How to complete this task ::
Reproduction without pictures: print every entry precisely as written.

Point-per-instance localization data
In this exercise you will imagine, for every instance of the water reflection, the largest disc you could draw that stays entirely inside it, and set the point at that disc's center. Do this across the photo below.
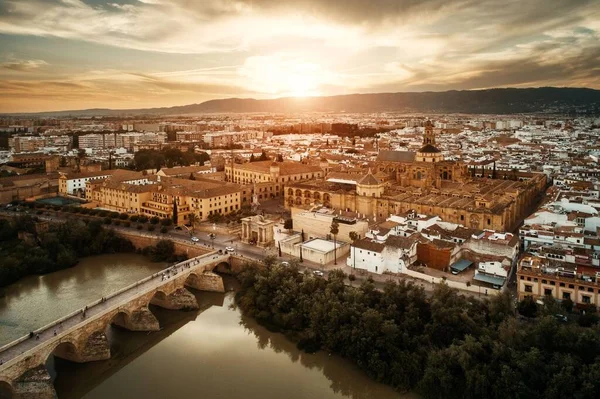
(214, 353)
(35, 301)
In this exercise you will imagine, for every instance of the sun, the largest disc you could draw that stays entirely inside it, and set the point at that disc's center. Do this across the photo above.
(283, 76)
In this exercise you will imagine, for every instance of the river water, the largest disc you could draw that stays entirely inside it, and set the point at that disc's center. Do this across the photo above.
(215, 352)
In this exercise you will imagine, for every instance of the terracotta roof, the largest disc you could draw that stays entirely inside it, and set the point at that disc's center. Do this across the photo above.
(183, 170)
(368, 245)
(368, 180)
(402, 242)
(285, 168)
(395, 156)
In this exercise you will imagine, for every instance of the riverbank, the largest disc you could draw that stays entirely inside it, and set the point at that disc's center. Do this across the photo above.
(35, 301)
(444, 346)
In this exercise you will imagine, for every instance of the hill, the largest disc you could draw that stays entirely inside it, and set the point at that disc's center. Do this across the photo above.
(492, 101)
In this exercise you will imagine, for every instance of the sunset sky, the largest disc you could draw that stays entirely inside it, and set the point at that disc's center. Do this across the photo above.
(75, 54)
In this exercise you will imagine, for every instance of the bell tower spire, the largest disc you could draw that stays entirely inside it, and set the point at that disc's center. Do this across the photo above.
(429, 136)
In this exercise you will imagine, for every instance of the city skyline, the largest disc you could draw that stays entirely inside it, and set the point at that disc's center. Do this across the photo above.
(72, 54)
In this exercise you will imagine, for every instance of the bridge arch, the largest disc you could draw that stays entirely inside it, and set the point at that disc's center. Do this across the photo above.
(65, 350)
(121, 318)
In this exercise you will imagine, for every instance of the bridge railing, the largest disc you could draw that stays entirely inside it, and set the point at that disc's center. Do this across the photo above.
(96, 302)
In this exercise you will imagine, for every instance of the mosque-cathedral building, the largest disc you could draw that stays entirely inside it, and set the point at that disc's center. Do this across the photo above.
(424, 182)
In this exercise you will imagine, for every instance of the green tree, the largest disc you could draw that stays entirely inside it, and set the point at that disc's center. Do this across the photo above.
(527, 307)
(334, 229)
(175, 216)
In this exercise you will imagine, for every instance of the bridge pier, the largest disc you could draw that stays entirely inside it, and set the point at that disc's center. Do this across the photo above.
(206, 281)
(180, 299)
(34, 384)
(139, 320)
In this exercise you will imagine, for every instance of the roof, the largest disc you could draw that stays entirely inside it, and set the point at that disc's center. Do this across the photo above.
(428, 148)
(368, 180)
(395, 156)
(461, 265)
(402, 242)
(369, 245)
(486, 278)
(285, 168)
(183, 170)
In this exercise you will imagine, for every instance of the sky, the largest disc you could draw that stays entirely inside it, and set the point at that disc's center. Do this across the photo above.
(78, 54)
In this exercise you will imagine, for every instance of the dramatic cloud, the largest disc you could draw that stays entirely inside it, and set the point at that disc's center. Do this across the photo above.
(23, 65)
(269, 48)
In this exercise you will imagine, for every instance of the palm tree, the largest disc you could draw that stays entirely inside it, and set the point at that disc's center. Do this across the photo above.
(334, 230)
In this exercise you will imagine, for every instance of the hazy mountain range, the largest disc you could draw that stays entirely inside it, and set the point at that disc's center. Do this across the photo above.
(492, 101)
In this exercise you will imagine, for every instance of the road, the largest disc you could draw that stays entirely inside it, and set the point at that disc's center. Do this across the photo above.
(252, 252)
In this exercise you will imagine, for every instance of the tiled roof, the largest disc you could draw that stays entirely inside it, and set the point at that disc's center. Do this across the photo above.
(395, 156)
(368, 245)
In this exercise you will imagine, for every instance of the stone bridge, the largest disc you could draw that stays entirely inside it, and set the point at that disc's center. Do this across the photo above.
(81, 336)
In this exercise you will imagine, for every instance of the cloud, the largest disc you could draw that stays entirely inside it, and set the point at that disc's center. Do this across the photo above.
(280, 47)
(23, 65)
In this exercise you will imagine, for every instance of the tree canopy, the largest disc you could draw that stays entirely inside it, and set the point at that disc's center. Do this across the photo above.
(443, 346)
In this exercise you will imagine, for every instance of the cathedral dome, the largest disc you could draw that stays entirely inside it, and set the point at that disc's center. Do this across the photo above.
(428, 148)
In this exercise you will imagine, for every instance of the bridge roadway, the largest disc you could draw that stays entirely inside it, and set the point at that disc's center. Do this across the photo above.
(80, 336)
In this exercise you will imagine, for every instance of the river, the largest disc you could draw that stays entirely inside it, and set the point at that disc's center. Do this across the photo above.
(215, 352)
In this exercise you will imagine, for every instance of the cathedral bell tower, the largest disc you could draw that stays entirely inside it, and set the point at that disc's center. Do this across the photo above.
(429, 136)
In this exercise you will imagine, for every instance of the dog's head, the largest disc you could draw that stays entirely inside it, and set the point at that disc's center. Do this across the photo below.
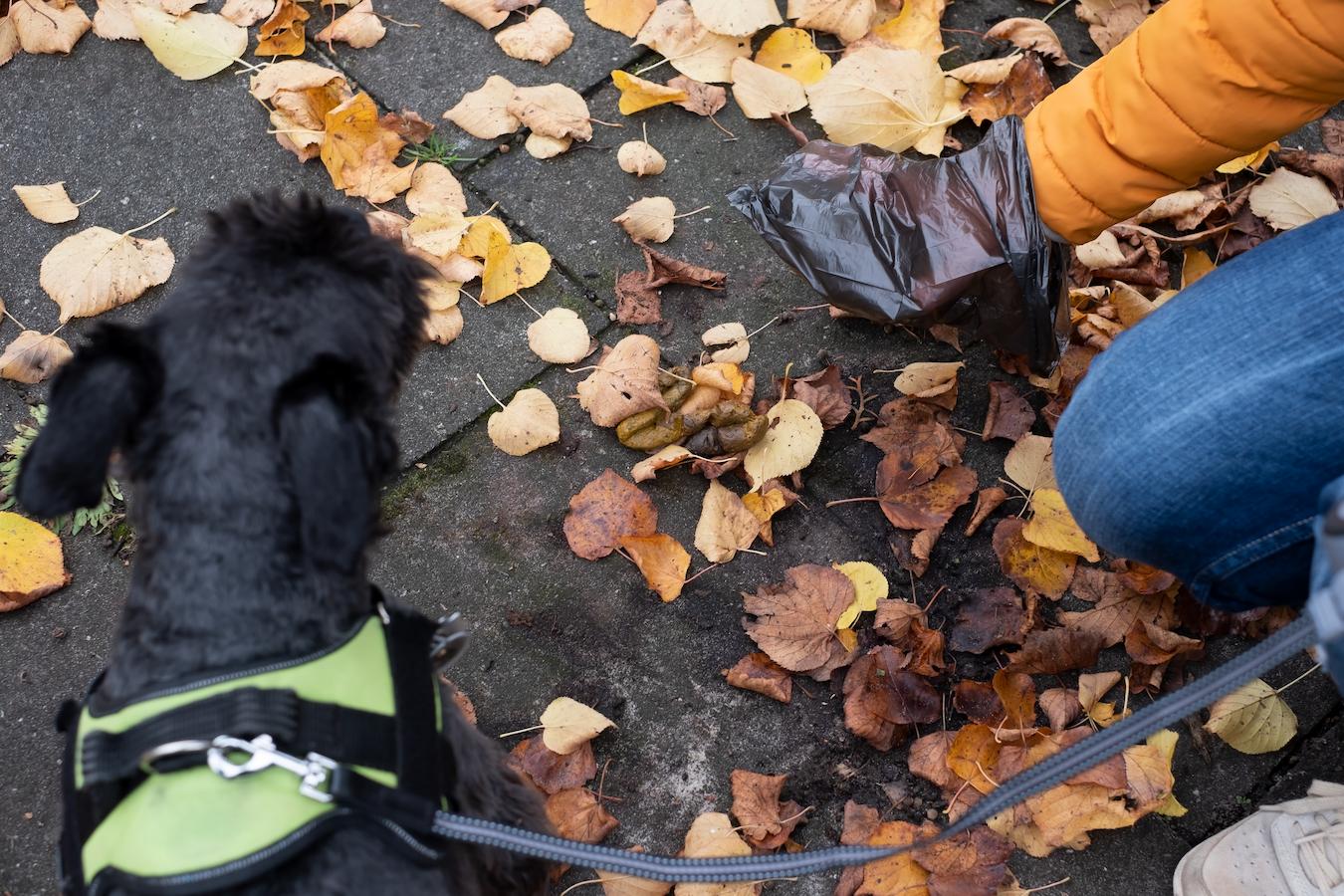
(275, 365)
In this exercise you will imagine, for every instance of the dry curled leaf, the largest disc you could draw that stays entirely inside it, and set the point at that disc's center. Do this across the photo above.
(663, 561)
(605, 511)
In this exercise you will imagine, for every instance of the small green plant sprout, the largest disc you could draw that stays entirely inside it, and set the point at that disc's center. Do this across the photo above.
(99, 519)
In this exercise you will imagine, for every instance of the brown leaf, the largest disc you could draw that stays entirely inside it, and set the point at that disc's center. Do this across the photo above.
(576, 814)
(987, 501)
(1009, 415)
(925, 506)
(795, 619)
(763, 675)
(701, 99)
(664, 269)
(883, 700)
(1031, 567)
(1017, 95)
(1056, 650)
(552, 772)
(603, 512)
(765, 822)
(636, 301)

Exercise output ::
In this exercise you will imagine, for every instance of the water reflection, the largest disc you could draw that stays entirely inside it, and set the point at that disc's center. Do this across the photo below.
(214, 353)
(35, 301)
In this exercise you will imagine, for every instance of the sun, the largest disc you could draw that stays entirely inside it, and set the point at that disc's center. Do this across the photo above.
(283, 76)
In this exercise you will imagine, for every instance of the river water, the largest disc you could draw that stays entirely inside it, and set the point at that disc's center. Do this across the photo above.
(215, 352)
In this exercise you will imagine, for every instance of the terracotta roof, the largest disc you could draw that stays entirely inside it, and set the point at that disc's center. Do this across the photo above.
(183, 170)
(368, 245)
(368, 180)
(402, 242)
(285, 168)
(395, 156)
In this exercise you will imagine, for every instance of the riverbank, the largest disc you could draw that stays entirely inside it, and set the point at that disc's center. Do this across the photo above.
(35, 301)
(444, 346)
In this exercise you will imagine, for every instance of the hill, the largest disc you could draw that stays entirely inside it, and set the point at that disc's center. Do this across the photo above.
(492, 101)
In this exercise you will imagine, for every instance of the sunset sky, the largest disc you could draw that stays entirely inside it, and set the point at that disc's center. Do this across the photo above.
(75, 54)
In this exercise you will imagine, for every instance of the bell tower spire, the largest disc you could draw that stays entirely inside it, and set the point at that disc's center. Do this across the photo above.
(429, 136)
In this exercise you will imagine, for every instance of the city skyline, the largest disc you could draw that stays entirely inside it, and set the point at that disc's center. Do this across the photo above.
(72, 54)
In this exercise you will imagine, for every instance of the bridge arch, the largest disc you could draw that stays entirely inside it, and set the point at that disc's center. Do this across the photo above.
(65, 350)
(121, 318)
In this exercise you will imagine, for every instance of the bridge railing, the largest disc you could draw that stays entirely inside it, and set the point at that disc's center. Do this across the photo above.
(96, 302)
In this exercise you will imagine, for every instance of the mosque-cathedral building, the largest disc you could draw that stays entirely inside it, and set the point at that disc's center. Do this across the photo above.
(424, 182)
In this exercise you will imagine, for every instance of the green tree, the largest disc you could draw that stays entirely inside it, and set the point at that disc's center. Do this across the photo above.
(527, 307)
(334, 229)
(175, 216)
In this exercise you will imagine, for every instance of the bridge pier, the largest disc you could draw that stays entirely inside it, and set the point at that disc's center. Do this across the photo above.
(206, 281)
(180, 299)
(34, 384)
(139, 320)
In this exercise you will imagine, for every instance of the roof, the largest disc you could draw that stays entirely inside it, and set the point at that disc's center. Do this across the photo above.
(428, 148)
(368, 180)
(395, 156)
(461, 265)
(402, 242)
(369, 245)
(486, 278)
(285, 168)
(183, 170)
In this exercise you will imagine, for every instance of the sky, the largest disc you could draw that stays entirely inside it, and set the point at that disc's center. Do this across the photo above.
(78, 54)
In this exercise you will imagine, for every instance of the dramatic cloud, the largest disc you could draw that stays entirely inside it, and set the point at that disc's center. Do this across the photo above.
(23, 65)
(269, 48)
In this exercise you will imagine, for every instance of the palm tree, the largest disc you could draw that stays entirely inside it, and set the point at that disc's center. Do this across the photo above.
(334, 230)
In this exercise you will imagine, for every instance of the hazy mountain range, the largest disc you could draw that stays entirely inside it, and set the point at that disc's center. Do this across the photo above.
(492, 101)
In this exercise you will imagine, for every instance of the road, the largest disc you could draw that stays entirely inside it, and set the point at that disc's center. Do this across the photo above.
(252, 252)
In this exercise you will imagine, for every instance of the tiled roof, the largest disc you could draw that stays entirely inside it, and set the point at that disc's center. Do this across the photo above.
(395, 156)
(368, 245)
In this exercise you will imagine, for every instance of the stone bridge, the largest disc you could draw that stays entirely inside it, and set the point at that disc's center. Do this across the photo above.
(81, 336)
In this exercise you will imagine, for every instance of the cloud, the largest disc you could draw that stays entirely inside it, and set the point at that disc's center. Do this across the photo above.
(280, 47)
(23, 65)
In this exercise you will imagine, for every instance of the tree canopy, the largest disc you could draw that stays entirely inside it, and set the point at that disc's center. Do this across the photo above.
(443, 346)
In this exercise you will imagine, for every instance of the cathedral dome, the largest disc you could draw that stays entirely inside it, and set the point at that disc's center. Do this across the photo above.
(428, 148)
In this exercise you will imagine, for every instance of the bridge roadway, the largest disc you could draw that stays entirely inside it, and set the point at that disc's center. Do this across the photo above.
(80, 336)
In this exercise you will imagine, for every instance of the river, the largest disc you could draw that stays entirely inside it, and set the point at that disc's center. Do this across the photo above.
(215, 352)
In this exercise you will imagine, for every instance of the cathedral bell tower, the largest disc you could draw that stays entirely inside it, and set the point at that disc's center. Do this across the photo above.
(429, 136)
In this exercise you will imagine, for every instance of the dog's head, the largest disc you could draw that stays entirely inside it, and set the point at that disc's center. Do this across the photo below.
(275, 365)
In this exercise you will imagine, for every instance of the dry curled leaf, the largest disc you could draw that stays entirely inside it, and set the point at that disc's center. Do this across the photo above.
(663, 561)
(605, 511)
In this exercise you will imagine, for every instance of the small green plant sprout, the largest disc you could draw that stays entirely inside it, and set the point at that disc's center. Do this across the photo above.
(99, 519)
In this exercise you will imagine, for every instance of the brown leaf, the largest disc you could draw that stays entirely inside it, and set the point at that disc's center. Do this across the photo above.
(576, 814)
(987, 501)
(1009, 415)
(925, 506)
(795, 619)
(763, 675)
(701, 99)
(664, 269)
(883, 700)
(1031, 567)
(1017, 95)
(1056, 650)
(552, 772)
(603, 512)
(765, 822)
(636, 301)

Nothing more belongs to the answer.